**WHAT IS BEING ASKED**
Take the material below and write it all out again exactly.

Collection entries:

## Start

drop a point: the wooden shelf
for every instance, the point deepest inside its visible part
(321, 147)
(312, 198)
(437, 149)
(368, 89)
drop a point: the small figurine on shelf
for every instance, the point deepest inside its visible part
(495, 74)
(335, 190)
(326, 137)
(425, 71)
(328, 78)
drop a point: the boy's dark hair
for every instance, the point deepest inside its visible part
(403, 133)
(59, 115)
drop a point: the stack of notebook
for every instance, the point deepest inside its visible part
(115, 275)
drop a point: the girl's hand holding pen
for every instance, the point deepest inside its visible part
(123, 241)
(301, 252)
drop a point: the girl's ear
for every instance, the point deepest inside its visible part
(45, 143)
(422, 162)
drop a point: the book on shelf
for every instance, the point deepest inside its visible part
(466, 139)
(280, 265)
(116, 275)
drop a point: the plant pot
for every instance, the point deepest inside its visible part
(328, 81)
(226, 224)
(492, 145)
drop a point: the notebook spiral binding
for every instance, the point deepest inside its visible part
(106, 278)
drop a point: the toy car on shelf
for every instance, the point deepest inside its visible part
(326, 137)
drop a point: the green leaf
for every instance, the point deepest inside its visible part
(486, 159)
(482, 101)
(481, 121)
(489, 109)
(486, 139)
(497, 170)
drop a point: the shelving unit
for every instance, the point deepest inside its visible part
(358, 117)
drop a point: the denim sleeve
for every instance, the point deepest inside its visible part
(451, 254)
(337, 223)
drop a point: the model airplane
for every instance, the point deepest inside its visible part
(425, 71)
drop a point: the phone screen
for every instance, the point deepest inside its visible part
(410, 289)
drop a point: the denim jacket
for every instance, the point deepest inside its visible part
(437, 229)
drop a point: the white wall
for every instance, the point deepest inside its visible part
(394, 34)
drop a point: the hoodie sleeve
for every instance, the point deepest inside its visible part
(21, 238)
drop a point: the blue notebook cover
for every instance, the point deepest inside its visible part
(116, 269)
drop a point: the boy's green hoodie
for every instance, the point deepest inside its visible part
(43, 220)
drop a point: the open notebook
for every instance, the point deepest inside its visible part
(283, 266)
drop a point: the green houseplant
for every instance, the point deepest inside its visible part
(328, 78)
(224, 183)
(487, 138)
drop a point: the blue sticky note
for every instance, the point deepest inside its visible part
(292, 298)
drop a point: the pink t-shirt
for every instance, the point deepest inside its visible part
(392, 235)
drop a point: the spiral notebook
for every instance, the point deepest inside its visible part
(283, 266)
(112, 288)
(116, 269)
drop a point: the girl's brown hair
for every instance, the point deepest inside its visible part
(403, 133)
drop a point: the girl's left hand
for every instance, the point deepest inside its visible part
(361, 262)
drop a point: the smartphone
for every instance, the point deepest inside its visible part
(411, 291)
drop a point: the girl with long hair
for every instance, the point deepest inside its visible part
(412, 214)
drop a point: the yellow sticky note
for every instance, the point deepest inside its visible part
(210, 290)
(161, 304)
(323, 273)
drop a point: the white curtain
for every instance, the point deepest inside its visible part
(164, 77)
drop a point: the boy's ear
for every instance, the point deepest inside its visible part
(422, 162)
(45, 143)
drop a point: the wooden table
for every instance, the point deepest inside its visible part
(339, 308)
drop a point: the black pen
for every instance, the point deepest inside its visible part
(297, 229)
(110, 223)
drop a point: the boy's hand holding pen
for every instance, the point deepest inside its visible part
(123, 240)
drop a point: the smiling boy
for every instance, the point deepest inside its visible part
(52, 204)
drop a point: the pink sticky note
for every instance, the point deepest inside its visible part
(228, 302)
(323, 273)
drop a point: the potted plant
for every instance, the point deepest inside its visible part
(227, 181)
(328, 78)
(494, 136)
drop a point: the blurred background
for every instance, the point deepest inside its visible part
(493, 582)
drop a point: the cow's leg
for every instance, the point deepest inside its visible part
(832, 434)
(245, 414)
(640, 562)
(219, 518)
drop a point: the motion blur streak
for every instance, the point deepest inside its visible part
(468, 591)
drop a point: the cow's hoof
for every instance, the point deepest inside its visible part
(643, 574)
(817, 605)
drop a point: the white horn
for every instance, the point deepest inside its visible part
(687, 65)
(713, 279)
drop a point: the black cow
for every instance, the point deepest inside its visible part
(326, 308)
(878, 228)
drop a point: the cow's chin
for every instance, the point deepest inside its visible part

## End

**EXERCISE RESULT**
drop a point: the wooden shelf
for every instance, the point deepest inside its visible part
(321, 147)
(312, 198)
(437, 149)
(368, 89)
drop a point: the small figurine on shelf
for every instance, the point deepest inside its visible part
(495, 74)
(335, 190)
(326, 137)
(425, 71)
(328, 78)
drop a point: the boy's dark hair
for every instance, the point deepest inside its visible part
(403, 133)
(59, 115)
drop a point: the stack of notebook
for every instance, the point deepest inside its visible part
(115, 275)
drop a point: the girl's hand holding pen
for every instance, the point deepest inside its visible part
(123, 241)
(301, 252)
drop a point: the girl's ear
for every instance, the point deepest inside its visible part
(45, 143)
(422, 162)
drop a point: the book on shelf
for every instance, the point deepest inside its visible part
(466, 139)
(280, 265)
(116, 275)
drop a point: the plant pot
for every instance, the point deepest inside its visible part
(328, 81)
(226, 224)
(492, 145)
drop a point: the notebook spiral binding
for every instance, the point deepest inside its visible part
(106, 278)
drop a point: the toy car on shelf
for every instance, the point deepest inside its visible part
(326, 137)
drop a point: the green leaf
for every instance, the point deepest inside its visible part
(486, 159)
(482, 101)
(481, 121)
(489, 109)
(486, 139)
(497, 170)
drop a point: the shelving unit
for every instance, the point deepest inside its visible part
(358, 117)
drop a point: the denim sleeve
for every instance, the point deepest inside its visible part
(451, 254)
(337, 223)
drop a point: the model airplane
for every instance, the point deepest inside its visible part
(425, 71)
drop a point: the phone screen
for every instance, the point deepest inside its visible part
(410, 289)
drop a point: the denim jacket
for every instance, the point deepest inside its visible part
(437, 229)
drop a point: the white wall
for every instance, the point deepest inside its visible part
(394, 34)
drop a point: the hoodie sleeve
for every instance, the point deepest inside its visible part
(21, 238)
drop a point: the blue notebook cover
for every instance, the point deepest inside its visible part
(116, 269)
drop a point: the boy's green hoodie
for every instance, the point deepest inside its visible part
(43, 220)
drop a point: the open notebook
for every instance, the point deepest inside its visible part
(283, 266)
drop a point: the green houseplant
for every instance, the point deepest inside its visible part
(328, 78)
(224, 183)
(487, 138)
drop a point: the blue sticky note
for every instance, the point deepest inside its visible part
(292, 298)
drop a point: the pink t-shirt
for every instance, the point deepest inside its visible part
(392, 235)
drop a point: the spiral notebook
for every instance, the point deepest inside its visible part
(283, 266)
(112, 288)
(116, 269)
drop a point: the girl's brown hair
for every instance, the point deepest inside its visible part
(403, 133)
drop a point: the girl's left hand
for every instance, the point deepest inside its visible part
(361, 262)
drop a point: the smartphone
for every instance, the point deepest inside its visible part
(411, 291)
drop a point: the girl with long hair
for every instance, the point deepest inside its visible part
(412, 214)
drop a point: the yellow sticky note
for every instance, the point deepest inside its visible part
(210, 290)
(161, 304)
(323, 273)
drop a point: the white curtain
for every instance, the point deepest inside its visible part
(164, 77)
drop a point: the boy's ear
for every instance, the point deepest inside its visible part
(422, 162)
(45, 143)
drop a point: the wooden table
for every instance, the point deepest inside its visible part
(339, 308)
drop a point: the black pen
for every instance, the point deepest inside its visible part
(297, 229)
(110, 223)
drop a point: the boy's hand holding pen
for every instance, the point deepest inside its visible part
(123, 240)
drop a point: the smiling boy
for every instance, the point deepest inside its visible part
(52, 204)
drop a point: the pink sticky note
for every instance, the point deepest inside its visible part
(228, 302)
(323, 273)
drop a point: the potted plant
for every instance, the point deepest inside its visible part
(227, 181)
(328, 78)
(494, 136)
drop a point: the blurred background
for every instance, the point deepest inside its visible part
(493, 582)
drop a point: the cow's leg
for every instance, the point deepest inside its visible part
(832, 434)
(245, 414)
(640, 562)
(219, 518)
drop a point: the motion blur streak
for every instance, the point deepest inside its visible part
(468, 591)
drop a point: the cow's hoof
for every instance, the point deepest inside its visible part
(643, 574)
(817, 605)
drop a point: the white horn
for every instance, the point deepest inside its visible part
(687, 65)
(713, 279)
drop a point: the black cow
for every instance, the point deepest inside its visible part
(326, 308)
(878, 228)
drop a point: the cow's chin
for every instance, the point deepest inside its visible part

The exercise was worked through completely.